PROBLEM REQUIREMENTS >>
Copy out every line of the listing in which "below" appears.

----

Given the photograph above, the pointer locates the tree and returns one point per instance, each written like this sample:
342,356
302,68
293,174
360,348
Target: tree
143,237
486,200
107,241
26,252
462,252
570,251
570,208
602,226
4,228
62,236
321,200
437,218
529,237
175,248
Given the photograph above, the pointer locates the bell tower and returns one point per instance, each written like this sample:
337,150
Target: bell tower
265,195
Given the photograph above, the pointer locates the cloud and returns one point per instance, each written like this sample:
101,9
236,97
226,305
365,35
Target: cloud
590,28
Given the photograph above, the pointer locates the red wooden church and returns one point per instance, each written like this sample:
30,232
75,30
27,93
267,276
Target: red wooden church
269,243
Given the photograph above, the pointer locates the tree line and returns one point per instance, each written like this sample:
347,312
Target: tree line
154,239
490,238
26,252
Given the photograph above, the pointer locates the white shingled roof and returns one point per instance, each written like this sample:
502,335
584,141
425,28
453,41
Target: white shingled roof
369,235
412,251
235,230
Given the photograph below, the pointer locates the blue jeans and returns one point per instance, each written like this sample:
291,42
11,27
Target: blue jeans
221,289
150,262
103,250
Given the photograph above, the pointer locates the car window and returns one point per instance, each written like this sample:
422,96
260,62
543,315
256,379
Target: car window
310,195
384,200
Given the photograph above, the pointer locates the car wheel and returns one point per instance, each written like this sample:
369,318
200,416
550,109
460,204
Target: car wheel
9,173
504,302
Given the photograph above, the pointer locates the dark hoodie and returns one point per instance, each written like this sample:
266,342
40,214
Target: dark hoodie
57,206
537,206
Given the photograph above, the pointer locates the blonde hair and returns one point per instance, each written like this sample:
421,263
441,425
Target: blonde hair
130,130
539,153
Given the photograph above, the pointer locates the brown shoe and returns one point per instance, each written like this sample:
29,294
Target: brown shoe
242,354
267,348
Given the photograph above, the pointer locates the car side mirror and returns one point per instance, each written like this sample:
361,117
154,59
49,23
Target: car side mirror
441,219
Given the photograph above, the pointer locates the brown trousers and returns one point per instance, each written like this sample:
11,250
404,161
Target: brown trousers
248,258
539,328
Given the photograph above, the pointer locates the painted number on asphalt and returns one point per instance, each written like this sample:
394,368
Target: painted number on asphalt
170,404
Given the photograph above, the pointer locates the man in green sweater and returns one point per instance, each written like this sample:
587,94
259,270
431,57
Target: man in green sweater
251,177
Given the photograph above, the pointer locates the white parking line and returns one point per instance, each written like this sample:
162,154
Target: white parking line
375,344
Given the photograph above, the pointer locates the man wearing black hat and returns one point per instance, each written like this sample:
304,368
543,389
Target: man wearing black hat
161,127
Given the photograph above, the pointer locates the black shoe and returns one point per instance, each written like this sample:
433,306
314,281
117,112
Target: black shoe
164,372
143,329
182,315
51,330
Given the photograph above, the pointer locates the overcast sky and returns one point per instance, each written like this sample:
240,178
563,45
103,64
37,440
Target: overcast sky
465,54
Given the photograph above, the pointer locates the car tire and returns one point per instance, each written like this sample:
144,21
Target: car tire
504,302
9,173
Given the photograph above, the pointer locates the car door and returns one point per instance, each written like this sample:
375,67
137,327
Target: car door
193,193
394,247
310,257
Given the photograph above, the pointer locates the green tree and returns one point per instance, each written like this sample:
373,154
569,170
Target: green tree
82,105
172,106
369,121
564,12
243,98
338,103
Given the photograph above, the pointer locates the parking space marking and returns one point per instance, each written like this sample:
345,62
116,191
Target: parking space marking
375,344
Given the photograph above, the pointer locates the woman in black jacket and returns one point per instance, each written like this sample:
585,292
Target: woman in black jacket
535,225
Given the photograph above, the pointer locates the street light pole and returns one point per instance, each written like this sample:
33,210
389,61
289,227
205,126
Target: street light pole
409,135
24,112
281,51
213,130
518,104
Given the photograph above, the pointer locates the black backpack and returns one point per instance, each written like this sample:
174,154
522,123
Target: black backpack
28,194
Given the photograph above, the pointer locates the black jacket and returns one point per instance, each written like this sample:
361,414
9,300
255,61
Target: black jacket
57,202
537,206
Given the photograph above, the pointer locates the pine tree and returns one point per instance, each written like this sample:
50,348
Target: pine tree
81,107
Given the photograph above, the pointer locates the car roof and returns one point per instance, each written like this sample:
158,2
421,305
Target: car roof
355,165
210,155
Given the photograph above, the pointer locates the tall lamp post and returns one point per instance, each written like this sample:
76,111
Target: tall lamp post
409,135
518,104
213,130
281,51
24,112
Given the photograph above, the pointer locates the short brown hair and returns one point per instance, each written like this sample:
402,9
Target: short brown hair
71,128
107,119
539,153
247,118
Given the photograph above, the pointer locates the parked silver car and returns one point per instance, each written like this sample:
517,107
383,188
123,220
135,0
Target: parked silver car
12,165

----

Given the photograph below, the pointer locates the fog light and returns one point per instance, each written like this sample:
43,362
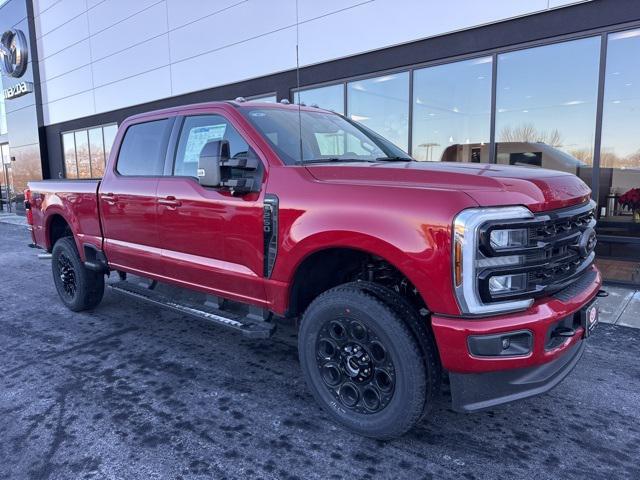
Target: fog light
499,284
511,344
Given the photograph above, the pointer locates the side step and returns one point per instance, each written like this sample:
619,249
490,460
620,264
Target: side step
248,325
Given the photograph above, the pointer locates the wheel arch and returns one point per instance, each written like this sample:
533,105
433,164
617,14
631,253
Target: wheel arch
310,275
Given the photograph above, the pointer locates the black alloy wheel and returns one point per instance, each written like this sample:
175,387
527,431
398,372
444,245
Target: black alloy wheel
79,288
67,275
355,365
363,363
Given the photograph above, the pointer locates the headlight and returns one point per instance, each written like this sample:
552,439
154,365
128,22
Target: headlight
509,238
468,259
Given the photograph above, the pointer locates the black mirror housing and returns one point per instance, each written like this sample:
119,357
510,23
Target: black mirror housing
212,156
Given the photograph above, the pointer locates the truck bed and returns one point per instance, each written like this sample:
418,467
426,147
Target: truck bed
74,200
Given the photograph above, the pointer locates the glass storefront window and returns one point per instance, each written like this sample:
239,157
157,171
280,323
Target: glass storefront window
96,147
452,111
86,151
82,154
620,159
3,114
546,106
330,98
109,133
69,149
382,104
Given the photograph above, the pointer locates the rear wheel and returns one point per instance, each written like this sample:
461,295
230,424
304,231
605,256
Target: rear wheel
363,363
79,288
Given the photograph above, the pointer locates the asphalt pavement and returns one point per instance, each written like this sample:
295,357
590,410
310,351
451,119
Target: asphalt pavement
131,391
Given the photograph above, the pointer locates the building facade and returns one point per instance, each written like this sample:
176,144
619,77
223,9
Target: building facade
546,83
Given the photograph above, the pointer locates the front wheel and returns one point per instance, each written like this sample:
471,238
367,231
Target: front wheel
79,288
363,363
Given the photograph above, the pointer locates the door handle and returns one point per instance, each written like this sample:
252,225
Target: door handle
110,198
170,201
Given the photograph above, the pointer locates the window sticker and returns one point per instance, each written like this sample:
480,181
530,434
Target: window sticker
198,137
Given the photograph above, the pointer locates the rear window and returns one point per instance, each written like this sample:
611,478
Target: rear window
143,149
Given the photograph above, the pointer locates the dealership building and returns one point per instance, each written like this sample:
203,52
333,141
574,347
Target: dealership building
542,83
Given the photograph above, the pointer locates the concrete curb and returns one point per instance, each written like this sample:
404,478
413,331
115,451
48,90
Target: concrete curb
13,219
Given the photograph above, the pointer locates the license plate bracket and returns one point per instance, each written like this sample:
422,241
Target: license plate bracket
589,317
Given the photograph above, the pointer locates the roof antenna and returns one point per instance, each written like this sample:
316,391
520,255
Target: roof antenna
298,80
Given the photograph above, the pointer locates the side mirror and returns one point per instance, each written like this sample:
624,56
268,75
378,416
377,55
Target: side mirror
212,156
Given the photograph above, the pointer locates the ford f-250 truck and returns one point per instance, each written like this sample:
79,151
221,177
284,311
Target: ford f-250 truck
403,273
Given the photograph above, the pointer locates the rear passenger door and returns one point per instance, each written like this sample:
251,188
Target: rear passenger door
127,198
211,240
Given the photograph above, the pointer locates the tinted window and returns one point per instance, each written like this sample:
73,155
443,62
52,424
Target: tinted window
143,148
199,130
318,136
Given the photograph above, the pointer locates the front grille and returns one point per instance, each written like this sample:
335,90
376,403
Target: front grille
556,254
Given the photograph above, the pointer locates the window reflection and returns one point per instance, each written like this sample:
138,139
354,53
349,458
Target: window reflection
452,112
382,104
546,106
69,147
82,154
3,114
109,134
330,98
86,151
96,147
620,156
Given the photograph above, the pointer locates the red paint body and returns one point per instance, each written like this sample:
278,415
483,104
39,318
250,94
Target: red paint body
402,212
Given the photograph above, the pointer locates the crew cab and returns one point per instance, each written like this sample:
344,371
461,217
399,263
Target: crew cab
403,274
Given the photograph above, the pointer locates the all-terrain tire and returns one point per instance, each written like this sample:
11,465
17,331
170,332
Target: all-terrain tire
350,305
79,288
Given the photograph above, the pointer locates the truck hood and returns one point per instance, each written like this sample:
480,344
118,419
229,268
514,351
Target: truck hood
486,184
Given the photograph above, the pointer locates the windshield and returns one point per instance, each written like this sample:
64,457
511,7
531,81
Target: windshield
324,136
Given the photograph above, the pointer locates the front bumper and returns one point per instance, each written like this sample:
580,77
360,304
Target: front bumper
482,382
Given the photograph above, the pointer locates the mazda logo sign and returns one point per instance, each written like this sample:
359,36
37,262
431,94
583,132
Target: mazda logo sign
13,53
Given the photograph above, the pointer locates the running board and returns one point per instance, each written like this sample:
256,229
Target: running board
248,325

----

RESULT OF THIS EXERCISE >>
Given the photograph below, the pointer locates the blue jeans and returns one point per instance, each written like this sample:
Given the photograph below, the pointer locates the fog light and returns one point per instance, each written like this sample:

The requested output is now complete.